Task list
**A.** From the post on It's a Wonderful Life, extract the passage from "It's A Wonderful Life (1946)" up to and including "was Communist propaganda.".
**B.** Translate the following sentence from the post on It's a Wonderful Life into French: "George is basically a decent man who is on the side of the working man."

---------- Document extract

Thursday 19 September 2024

It's A Wonderful Life (1946) - Frank Capra.

 

It's A Wonderful Life

It's a Wonderful Life, directed by Frank Capra, starring James Stewart as George Bailey and Lionel Barrymore as Henry Potter, is one of my favourite films. Despite the film's general popularity to this day and it being a Christmas classic, Ayn Rand, the author of the pro-capitalist novel Atlas Shrugged, told the FBI that Frank Capra's film 'It's a Wonderful Life', was Communist propaganda.

George Bailey, owns a small buildings and loans business in Bedford Falls, New York. George isn't really an anti-capitalist, because he believes in a kind of moral capitalism, which sounds like an oxymoron to me. We might call it compassionate capitalism. George is basically a decent man who is on the side of the working man. The arch villain of the film, Mr Potter, is portrayed as a grasping and greedy and conniving capitalist banker who wants to put George Bailey out of business. When uncle Billy, misplaces $8,000 dollars of the firm's money in Potters bank and can't remember where he left it, George finds himself facing financial ruin, scandal and possibly jail. Unable to find the money, Bailey wishes he'd never been born and considers committing suicide but the prayers of his friends and family reach heaven, and his guardian angel, called Clarence Odbody, is assigned to save George in order to earn his wings.

--------------------
---------- Exercise data

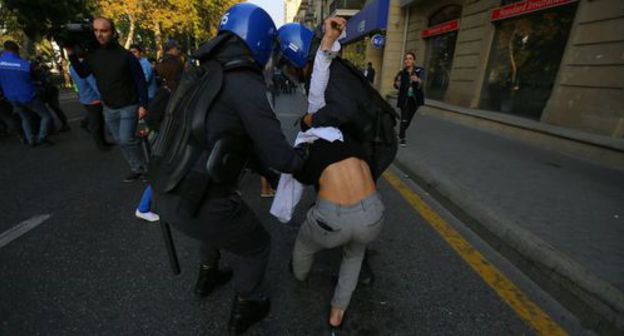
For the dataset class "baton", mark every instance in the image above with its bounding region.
[160,220,180,275]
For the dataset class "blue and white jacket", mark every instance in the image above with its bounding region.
[0,51,37,103]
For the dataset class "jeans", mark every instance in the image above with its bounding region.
[292,193,384,309]
[104,105,147,173]
[399,98,418,140]
[137,185,152,213]
[13,97,52,143]
[83,103,107,149]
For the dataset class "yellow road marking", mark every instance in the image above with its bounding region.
[384,171,567,336]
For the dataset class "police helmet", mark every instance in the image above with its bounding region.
[277,23,314,68]
[218,3,277,66]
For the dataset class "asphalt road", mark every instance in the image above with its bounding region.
[0,92,587,335]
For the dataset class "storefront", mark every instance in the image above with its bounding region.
[421,5,461,100]
[479,0,577,120]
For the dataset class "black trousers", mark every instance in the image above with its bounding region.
[0,101,22,134]
[399,98,418,139]
[155,193,271,298]
[83,103,107,149]
[45,88,67,126]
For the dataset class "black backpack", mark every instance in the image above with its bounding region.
[148,61,223,193]
[334,57,400,180]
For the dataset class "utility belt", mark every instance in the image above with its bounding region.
[171,136,249,216]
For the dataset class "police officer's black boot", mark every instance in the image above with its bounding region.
[195,265,232,297]
[228,296,271,336]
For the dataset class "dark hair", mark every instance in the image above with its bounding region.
[93,16,119,38]
[4,40,19,53]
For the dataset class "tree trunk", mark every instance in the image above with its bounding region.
[124,15,136,49]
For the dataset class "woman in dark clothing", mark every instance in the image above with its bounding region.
[394,52,425,147]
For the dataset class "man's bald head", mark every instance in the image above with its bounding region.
[93,17,117,45]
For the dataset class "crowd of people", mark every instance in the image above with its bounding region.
[0,3,424,335]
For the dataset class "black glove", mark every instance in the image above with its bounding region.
[294,142,310,162]
[262,169,280,190]
[299,114,310,132]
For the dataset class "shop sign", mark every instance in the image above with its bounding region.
[420,20,459,38]
[490,0,577,21]
[371,34,386,49]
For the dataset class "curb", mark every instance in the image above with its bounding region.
[394,157,624,335]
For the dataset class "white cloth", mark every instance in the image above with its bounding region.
[270,41,344,223]
[308,41,341,113]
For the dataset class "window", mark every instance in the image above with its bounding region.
[425,5,461,100]
[480,4,576,119]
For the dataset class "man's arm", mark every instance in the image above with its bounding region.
[126,51,148,109]
[230,73,303,173]
[140,62,154,84]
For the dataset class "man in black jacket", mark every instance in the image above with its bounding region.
[67,18,148,182]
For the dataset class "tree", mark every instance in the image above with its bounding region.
[0,0,90,41]
[96,0,242,57]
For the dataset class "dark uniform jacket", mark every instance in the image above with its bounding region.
[312,58,396,179]
[206,37,303,173]
[157,36,304,218]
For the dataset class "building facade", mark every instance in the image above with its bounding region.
[395,0,624,138]
[297,0,624,139]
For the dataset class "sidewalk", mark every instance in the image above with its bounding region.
[395,109,624,330]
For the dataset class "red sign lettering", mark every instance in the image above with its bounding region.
[490,0,577,21]
[420,20,459,38]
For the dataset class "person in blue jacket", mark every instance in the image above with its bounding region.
[0,41,54,147]
[130,44,158,100]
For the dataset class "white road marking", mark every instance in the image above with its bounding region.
[0,214,52,248]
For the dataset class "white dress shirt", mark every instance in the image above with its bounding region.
[270,39,344,223]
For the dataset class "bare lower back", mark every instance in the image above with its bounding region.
[318,158,376,205]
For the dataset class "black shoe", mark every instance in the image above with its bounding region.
[195,265,232,297]
[288,259,310,287]
[124,172,143,183]
[228,296,271,335]
[327,308,347,336]
[358,258,375,286]
[39,138,54,146]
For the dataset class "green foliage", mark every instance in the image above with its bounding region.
[0,0,90,41]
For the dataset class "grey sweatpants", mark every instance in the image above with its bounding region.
[293,193,384,309]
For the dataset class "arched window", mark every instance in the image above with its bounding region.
[480,1,576,120]
[423,5,462,100]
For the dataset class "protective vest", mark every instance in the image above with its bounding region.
[148,37,254,208]
[0,51,37,103]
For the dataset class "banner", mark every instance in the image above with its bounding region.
[420,20,459,38]
[490,0,577,21]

--------------------

List of solutions
**A.**
It's A Wonderful Life (1946) - Frank Capra.

 

It's A Wonderful Life

It's a Wonderful Life, directed by Frank Capra, starring James Stewart as George Bailey and Lionel Barrymore as Henry Potter, is one of my favourite films. Despite the film's general popularity to this day and it being a Christmas classic, Ayn Rand, the author of the pro-capitalist novel Atlas Shrugged, told the FBI that Frank Capra's film 'It's a Wonderful Life', was Communist propaganda.

**B.** George est fondamentalement un homme honnête qui est du côté du travailleur.